_Textauszug_
== == ==
Der EV Zug kassiert zum ersten Mal seit 2016 einen Sweep und scheitert in nur vier Spielen an den ZSC Lions. So deutlich unterlegen waren die Zuger unter der Regie von Headcoach Dan Tangnes noch nie. Was übrig bleibt, sind Enttäuschung und Frust. Und die legitime Frage: Was nun?

PostFinance/KEYSTONE/Philipp Schmidli

Es war schon vor Beginn der Serie am Ostermontag klar, dass die ZSC Lions klarer Favorit sind. Dass die Zuger aber so deutlich unter die Räder kommen, war nicht unbedingt zu erwarten. Die Zürcher hatten die Zuger stets unter Kontrolle und waren selten in Gefahr. Es ist auch nicht unbedingt das Ausscheiden an sich, sondern die Art und Weise, die allen voran Fans ratlos zurücklässt. Der Mannschaft gelang es nicht, Zugriff zum Spiel zu bekommen oder nahm sich phasenweise durch Strafen auch selbst den Wind aus den Segeln.
== == ==
_Vorliegende Einträge_
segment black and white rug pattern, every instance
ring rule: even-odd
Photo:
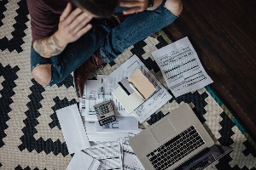
[[[32,78],[29,19],[26,0],[0,0],[0,169],[66,169],[71,156],[55,111],[79,99],[72,75],[52,87],[42,87]],[[108,74],[137,54],[166,86],[150,54],[169,42],[162,35],[137,42],[98,73]],[[155,122],[182,102],[193,104],[216,143],[234,149],[207,169],[255,170],[255,143],[217,98],[209,87],[173,98],[144,124]]]

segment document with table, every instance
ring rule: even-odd
[[[176,97],[212,82],[188,37],[152,55]],[[143,131],[139,124],[170,99],[170,93],[137,55],[109,75],[88,80],[79,110],[73,105],[56,110],[68,152],[74,153],[67,169],[144,170],[128,140]],[[101,124],[96,105],[110,100],[115,119]]]
[[[163,47],[152,55],[175,97],[212,82],[188,37]]]

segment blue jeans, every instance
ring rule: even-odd
[[[129,15],[114,28],[107,23],[96,24],[78,41],[69,43],[62,53],[51,58],[44,58],[31,48],[32,70],[39,65],[51,65],[49,85],[64,80],[70,73],[84,63],[97,49],[106,63],[113,60],[125,49],[148,37],[172,23],[177,17],[166,7],[166,0],[153,11],[144,10]],[[121,12],[124,8],[118,8]]]

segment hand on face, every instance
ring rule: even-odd
[[[62,43],[69,43],[78,40],[86,33],[92,26],[89,24],[92,16],[77,8],[72,11],[72,5],[67,3],[60,18],[57,35]]]
[[[131,14],[145,10],[148,8],[148,0],[122,0],[120,7],[126,7],[128,9],[123,12],[124,14]]]

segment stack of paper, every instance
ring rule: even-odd
[[[187,37],[154,52],[153,55],[175,96],[212,82]],[[132,74],[137,75],[137,71],[139,77],[150,82],[152,88],[147,95],[142,90],[143,99],[131,112],[128,110],[130,114],[112,92],[124,79],[137,84]],[[145,83],[138,82],[137,86],[142,87]],[[138,122],[146,121],[171,99],[172,95],[136,55],[108,76],[98,75],[97,80],[88,80],[79,104],[80,111],[76,105],[56,110],[68,152],[74,153],[67,169],[144,170],[127,141],[142,131]],[[116,121],[100,126],[93,106],[109,99],[114,103]]]

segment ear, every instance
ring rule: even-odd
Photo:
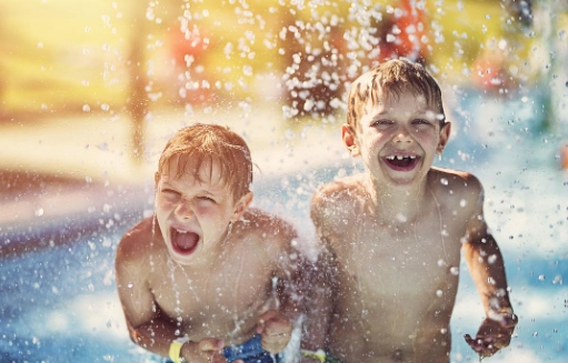
[[[247,192],[245,195],[242,195],[237,203],[235,204],[235,211],[231,215],[231,222],[237,222],[240,220],[242,214],[247,211],[250,203],[252,202],[253,194],[252,192]]]
[[[341,138],[343,139],[343,143],[351,154],[351,157],[359,157],[361,152],[359,151],[359,147],[355,140],[355,131],[347,123],[341,125]]]
[[[441,127],[440,130],[440,141],[438,142],[438,148],[436,149],[436,153],[441,154],[444,151],[444,148],[446,148],[446,144],[448,143],[448,140],[450,139],[450,132],[451,132],[451,123],[446,122],[444,127]]]

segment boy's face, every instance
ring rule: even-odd
[[[343,142],[351,155],[361,155],[379,182],[411,186],[420,182],[441,153],[450,125],[440,130],[437,110],[423,97],[406,91],[400,98],[368,101],[356,130],[343,125]]]
[[[191,264],[217,255],[225,246],[229,223],[236,222],[252,199],[233,195],[222,182],[218,164],[188,160],[186,173],[178,175],[177,160],[168,173],[156,174],[156,216],[173,261]]]

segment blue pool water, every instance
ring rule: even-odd
[[[481,109],[489,113],[472,111],[469,119],[459,120],[458,132],[438,163],[471,171],[481,180],[486,218],[505,256],[520,323],[511,345],[489,362],[566,362],[568,175],[558,170],[555,154],[561,139],[528,127],[530,117],[522,112],[530,110],[510,108],[520,114],[511,125],[509,115],[501,114],[502,107],[495,112],[487,107],[476,110]],[[467,122],[477,123],[466,127]],[[328,168],[263,181],[255,186],[255,203],[282,214],[310,236],[311,193],[319,183],[352,168],[360,170],[348,160],[330,162]],[[47,241],[34,252],[0,258],[1,362],[150,360],[128,337],[113,275],[117,243],[143,213],[142,206],[114,214],[113,223],[101,223],[64,244]],[[482,317],[462,265],[451,362],[477,362],[462,335],[475,334]]]

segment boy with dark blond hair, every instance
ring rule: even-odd
[[[311,204],[330,286],[310,323],[321,347],[346,363],[448,362],[461,253],[487,314],[466,341],[481,357],[507,346],[517,319],[481,183],[432,167],[450,135],[436,80],[385,62],[351,85],[347,121],[343,143],[366,170],[323,185]]]
[[[176,363],[281,361],[301,259],[290,224],[249,208],[251,182],[249,149],[227,128],[196,124],[168,142],[155,214],[116,258],[136,344]]]

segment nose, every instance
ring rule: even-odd
[[[411,143],[412,137],[410,135],[410,132],[405,127],[400,127],[396,132],[395,137],[392,138],[392,141],[395,143]]]
[[[183,198],[179,200],[176,209],[173,210],[176,216],[182,220],[188,220],[193,216],[193,210],[191,209],[191,203]]]

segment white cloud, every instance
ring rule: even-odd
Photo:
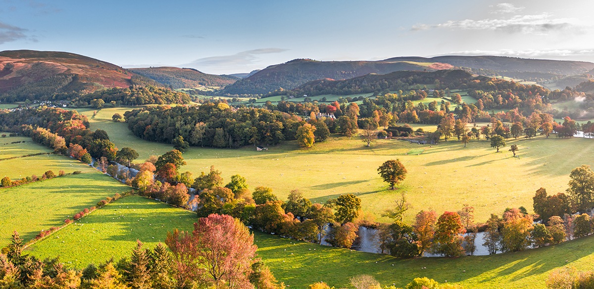
[[[555,31],[579,32],[581,28],[570,18],[555,18],[548,13],[516,15],[507,18],[450,20],[438,24],[417,24],[412,31],[448,28],[463,30],[503,31],[509,33],[545,34]]]
[[[489,7],[494,8],[491,12],[494,14],[515,13],[526,8],[526,7],[517,7],[511,3],[498,3],[494,5],[492,5]]]
[[[515,56],[519,57],[565,57],[594,55],[594,49],[527,49],[516,50],[501,49],[498,50],[465,50],[452,52],[449,54],[456,55],[496,55]]]

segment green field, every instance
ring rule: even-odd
== == ==
_Pflichtaufgaben_
**1)** Schreibe aus dem Textauszug über das Ausscheiden des EV Zug den Teil von "PostFinance/KEYSTONE/Philipp Schmidli" bis "aus den Segeln." buchstabengetreu ab.
**2)** Wie viele Zeilen der Einträge enthalten die Zeichenfolge "face"? Achte auf Groß- und Kleinschreibung und nenne nur die Zahl.
Textauszug und Einträge haben nichts miteinander zu tun.

_Lösungen der Übungen_
**1)**
PostFinance/KEYSTONE/Philipp Schmidli

Es war schon vor Beginn der Serie am Ostermontag klar, dass die ZSC Lions klarer Favorit sind. Dass die Zuger aber so deutlich unter die Räder kommen, war nicht unbedingt zu erwarten. Die Zürcher hatten die Zuger stets unter Kontrolle und waren selten in Gefahr. Es ist auch nicht unbedingt das Ausscheiden an sich, sondern die Art und Weise, die allen voran Fans ratlos zurücklässt. Der Mannschaft gelang es nicht, Zugriff zum Spiel zu bekommen oder nahm sich phasenweise durch Strafen auch selbst den Wind aus den Segeln.

**2)** 2